Raw records:
»»
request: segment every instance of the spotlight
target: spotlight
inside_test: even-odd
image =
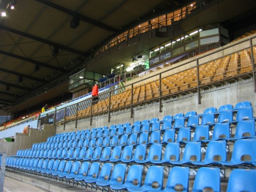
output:
[[[70,20],[70,28],[76,29],[79,26],[79,18],[76,16],[73,17],[73,18]]]

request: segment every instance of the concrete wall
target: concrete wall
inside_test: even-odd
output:
[[[29,128],[28,134],[17,133],[14,142],[0,142],[0,151],[6,153],[7,156],[15,155],[20,149],[31,148],[34,143],[46,142],[55,133],[55,125],[44,125],[44,131]]]
[[[63,125],[56,127],[56,134],[74,131],[93,128],[98,128],[111,125],[117,125],[129,122],[131,125],[137,120],[143,120],[158,117],[160,119],[167,115],[174,115],[176,113],[183,113],[185,114],[191,111],[196,111],[198,114],[202,113],[208,108],[215,107],[218,109],[221,106],[226,104],[232,104],[233,107],[241,101],[250,102],[253,111],[253,116],[256,116],[256,94],[253,89],[252,80],[247,81],[241,80],[233,84],[226,84],[223,87],[212,87],[210,90],[201,91],[201,104],[198,104],[198,95],[194,94],[181,97],[178,99],[166,101],[162,104],[162,112],[159,112],[158,103],[135,109],[133,117],[131,118],[131,112],[122,112],[122,113],[111,114],[110,122],[108,122],[108,116],[93,118],[92,125],[90,125],[90,120],[79,123],[77,128],[75,128],[74,123],[66,124],[65,130]]]

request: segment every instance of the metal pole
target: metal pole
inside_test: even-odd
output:
[[[0,153],[0,191],[3,191],[3,183],[4,182],[4,174],[5,172],[6,160],[6,154]]]

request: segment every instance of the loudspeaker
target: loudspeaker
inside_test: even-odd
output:
[[[70,20],[70,28],[76,29],[79,26],[79,18],[78,17],[73,17]]]
[[[57,55],[58,53],[58,47],[55,47],[52,50],[52,55]]]

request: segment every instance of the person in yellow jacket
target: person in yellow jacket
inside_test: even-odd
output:
[[[44,112],[45,112],[45,111],[46,110],[47,110],[47,109],[48,109],[48,105],[45,104],[45,105],[44,107],[43,107],[43,108],[42,108],[42,113],[44,113]]]

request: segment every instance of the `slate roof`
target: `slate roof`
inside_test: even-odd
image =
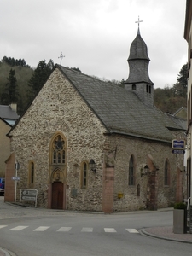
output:
[[[0,105],[0,117],[4,119],[16,120],[20,117],[10,106]]]
[[[56,65],[110,133],[171,142],[183,130],[157,108],[148,108],[133,91]]]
««
Written exercise: Render every line of the records above as a JSON list of strings, one string per line, leaving out blank lines and the pictures.

Problem solution:
[
  "request: segment every instance of the spotlight",
  "target: spotlight",
  "inside_test: even-odd",
  "image =",
  "output:",
  "[[[70,20],[70,28],[76,29],[79,26],[79,18],[76,16],[73,17],[73,18]]]",
  "request: segment every instance of the concrete wall",
  "target: concrete wall",
  "inside_test: even-odd",
  "output:",
  "[[[29,128],[28,134],[17,133],[14,142],[0,142],[0,151],[6,153],[7,156],[15,155],[20,149],[31,148],[34,143],[46,142],[55,133],[55,125],[44,125],[44,131]]]",
  "[[[63,125],[56,127],[56,134],[74,131],[93,128],[98,128],[111,125],[117,125],[129,122],[131,125],[137,120],[143,120],[158,117],[160,119],[167,115],[174,115],[176,113],[183,113],[185,114],[191,111],[196,111],[198,114],[202,113],[208,108],[215,107],[218,109],[221,106],[226,104],[232,104],[233,107],[241,101],[250,102],[253,111],[253,116],[256,116],[256,94],[253,89],[252,80],[247,81],[241,80],[233,84],[226,84],[223,87],[212,87],[210,90],[201,91],[201,104],[198,104],[198,95],[194,94],[181,97],[178,99],[166,101],[162,104],[162,112],[159,112],[158,103],[135,109],[133,117],[131,118],[131,112],[122,112],[122,113],[111,114],[110,122],[108,122],[108,116],[93,118],[92,125],[90,125],[90,120],[79,123],[77,128],[75,128],[74,123],[66,124],[65,130]]]",
  "request: segment every instance of the metal pole",
  "target: metal pole",
  "inside_test: even-odd",
  "output:",
  "[[[0,153],[0,191],[3,191],[3,183],[4,182],[4,174],[5,172],[6,160],[6,154]]]",
  "request: segment every instance of the loudspeaker",
  "target: loudspeaker",
  "inside_test: even-odd",
  "output:",
  "[[[70,20],[70,28],[76,29],[79,26],[79,18],[78,17],[73,17]]]",
  "[[[57,55],[58,53],[58,47],[55,47],[52,50],[52,55]]]",
  "request: segment every instance of the person in yellow jacket",
  "target: person in yellow jacket",
  "inside_test: even-odd",
  "output:",
  "[[[44,112],[45,112],[45,111],[46,110],[47,110],[47,109],[48,109],[48,105],[45,104],[45,105],[44,107],[43,107],[43,108],[42,108],[42,113],[44,113]]]",
  "request: segment every instance of the `slate roof`",
  "target: `slate roof`",
  "inside_test: even-odd",
  "image =",
  "output:",
  "[[[0,105],[0,117],[4,119],[16,120],[20,117],[10,106]]]",
  "[[[56,65],[110,133],[171,142],[183,130],[157,108],[148,108],[133,91]]]"
]